Contour labeling items:

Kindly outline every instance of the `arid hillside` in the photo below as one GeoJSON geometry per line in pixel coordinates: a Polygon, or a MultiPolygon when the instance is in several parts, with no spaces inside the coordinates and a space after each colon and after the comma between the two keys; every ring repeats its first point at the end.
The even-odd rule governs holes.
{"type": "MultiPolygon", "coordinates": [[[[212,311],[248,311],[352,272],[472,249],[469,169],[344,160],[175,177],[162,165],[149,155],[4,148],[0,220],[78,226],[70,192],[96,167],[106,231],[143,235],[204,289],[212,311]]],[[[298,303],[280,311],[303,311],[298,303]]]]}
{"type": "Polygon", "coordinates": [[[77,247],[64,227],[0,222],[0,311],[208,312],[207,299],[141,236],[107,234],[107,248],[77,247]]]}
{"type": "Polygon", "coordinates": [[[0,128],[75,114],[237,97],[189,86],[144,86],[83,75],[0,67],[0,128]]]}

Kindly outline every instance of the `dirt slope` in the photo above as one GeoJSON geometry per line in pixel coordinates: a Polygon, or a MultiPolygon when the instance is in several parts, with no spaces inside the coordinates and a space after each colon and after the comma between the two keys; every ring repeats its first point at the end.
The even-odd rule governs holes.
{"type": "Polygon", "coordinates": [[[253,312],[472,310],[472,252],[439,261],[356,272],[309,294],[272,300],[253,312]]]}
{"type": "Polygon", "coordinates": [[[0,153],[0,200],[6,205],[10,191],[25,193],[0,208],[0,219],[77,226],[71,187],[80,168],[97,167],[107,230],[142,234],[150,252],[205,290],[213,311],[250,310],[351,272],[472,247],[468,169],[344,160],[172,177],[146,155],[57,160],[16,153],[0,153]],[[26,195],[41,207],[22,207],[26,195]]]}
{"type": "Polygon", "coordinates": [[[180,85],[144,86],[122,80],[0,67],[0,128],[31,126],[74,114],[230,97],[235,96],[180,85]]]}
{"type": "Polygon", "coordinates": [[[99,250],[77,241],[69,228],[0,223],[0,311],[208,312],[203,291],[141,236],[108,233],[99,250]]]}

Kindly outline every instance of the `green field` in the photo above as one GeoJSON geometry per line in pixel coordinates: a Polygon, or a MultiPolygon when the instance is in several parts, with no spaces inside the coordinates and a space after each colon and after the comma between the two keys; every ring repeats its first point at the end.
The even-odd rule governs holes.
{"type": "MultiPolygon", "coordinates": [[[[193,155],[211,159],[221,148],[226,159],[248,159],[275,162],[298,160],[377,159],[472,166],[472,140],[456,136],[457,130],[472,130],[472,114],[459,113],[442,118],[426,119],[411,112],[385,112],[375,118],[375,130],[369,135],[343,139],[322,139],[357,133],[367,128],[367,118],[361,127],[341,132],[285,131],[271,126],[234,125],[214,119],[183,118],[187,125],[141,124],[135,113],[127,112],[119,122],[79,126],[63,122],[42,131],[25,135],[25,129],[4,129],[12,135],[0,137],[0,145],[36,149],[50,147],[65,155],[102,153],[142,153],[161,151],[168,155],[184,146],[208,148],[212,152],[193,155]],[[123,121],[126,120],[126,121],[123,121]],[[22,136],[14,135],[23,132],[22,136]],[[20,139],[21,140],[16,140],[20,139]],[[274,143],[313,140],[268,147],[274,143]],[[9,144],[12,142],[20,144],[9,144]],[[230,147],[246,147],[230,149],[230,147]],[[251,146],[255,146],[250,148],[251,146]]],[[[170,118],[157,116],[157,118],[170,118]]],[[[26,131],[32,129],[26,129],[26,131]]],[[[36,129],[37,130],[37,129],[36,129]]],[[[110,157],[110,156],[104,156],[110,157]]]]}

-- INSTRUCTIONS TO FOLLOW --
Copy out the whole listing, exactly as written.

-- REPLY TO THE EXERCISE --
Kindly outline every instance of the `arid hillside` in the photo below as one GeoJSON geometry per line in pixel coordinates: a Polygon, or a MultiPolygon when the instance is in several parts, with no spaces inside the coordinates and a space after each colon and after the comma between the two keys; every ring repeats its first point at the end.
The even-odd rule governs holes.
{"type": "MultiPolygon", "coordinates": [[[[212,311],[248,311],[352,272],[472,249],[469,169],[344,160],[175,177],[162,165],[149,155],[4,148],[0,220],[78,226],[70,192],[96,167],[106,231],[143,235],[204,289],[212,311]]],[[[298,303],[280,311],[303,311],[298,303]]]]}
{"type": "Polygon", "coordinates": [[[77,247],[64,227],[0,222],[0,311],[208,312],[207,299],[141,236],[107,234],[107,248],[77,247]]]}
{"type": "Polygon", "coordinates": [[[0,128],[75,114],[237,97],[189,86],[144,86],[83,75],[0,67],[0,128]]]}

Kindly outline every instance of the `dirt slope` in the photo above as one GeoJSON geometry per line in pixel coordinates: a Polygon, or a MultiPolygon when the instance is in several parts, with no spaces inside the coordinates and a space after each colon and after the comma between the two keys; every ring repeats its first point at the end.
The even-odd rule governs holes.
{"type": "Polygon", "coordinates": [[[253,312],[472,310],[472,252],[439,261],[356,272],[309,294],[272,300],[253,312]]]}
{"type": "Polygon", "coordinates": [[[0,153],[0,200],[6,205],[10,191],[25,193],[0,208],[0,219],[77,226],[71,187],[80,168],[97,167],[107,230],[142,234],[150,252],[205,290],[213,311],[250,310],[351,272],[472,247],[468,169],[344,160],[172,177],[146,155],[57,160],[16,153],[0,153]],[[26,195],[41,207],[22,207],[26,195]]]}
{"type": "Polygon", "coordinates": [[[180,85],[144,86],[122,80],[0,67],[0,128],[31,126],[74,114],[230,97],[235,96],[180,85]]]}
{"type": "Polygon", "coordinates": [[[99,250],[77,241],[69,228],[0,223],[0,311],[208,312],[203,291],[141,236],[108,233],[99,250]]]}

Kindly outline every instance of the `green field` in the photo above as one GeoJSON geometry per line in pixel coordinates: a Polygon, or a MultiPolygon when the instance is in several parts, with no spaces inside the coordinates and a space after each colon and after the comma between the two keys; every ring repeats its first point at the end.
The even-odd rule governs holes.
{"type": "MultiPolygon", "coordinates": [[[[193,155],[211,159],[221,148],[226,159],[248,159],[275,162],[298,160],[377,159],[472,166],[472,140],[456,136],[457,130],[472,130],[472,114],[459,113],[442,118],[426,119],[411,112],[385,112],[375,118],[375,130],[369,135],[343,139],[322,139],[357,133],[367,128],[367,118],[361,127],[341,132],[285,131],[271,126],[234,125],[214,119],[183,118],[187,125],[141,124],[135,113],[127,112],[119,122],[79,126],[63,122],[42,131],[25,135],[25,129],[4,129],[12,135],[0,137],[0,145],[36,149],[50,147],[65,155],[102,153],[142,153],[161,151],[168,155],[184,146],[208,148],[212,152],[193,155]],[[123,121],[126,120],[126,121],[123,121]],[[22,136],[14,135],[23,132],[22,136]],[[20,139],[21,140],[16,140],[20,139]],[[274,143],[313,140],[268,147],[274,143]],[[9,144],[12,142],[20,144],[9,144]],[[230,147],[246,147],[230,149],[230,147]],[[251,146],[255,146],[250,148],[251,146]]],[[[170,118],[157,116],[157,118],[170,118]]],[[[26,131],[32,129],[26,129],[26,131]]],[[[36,129],[37,130],[37,129],[36,129]]],[[[110,157],[110,156],[104,156],[110,157]]]]}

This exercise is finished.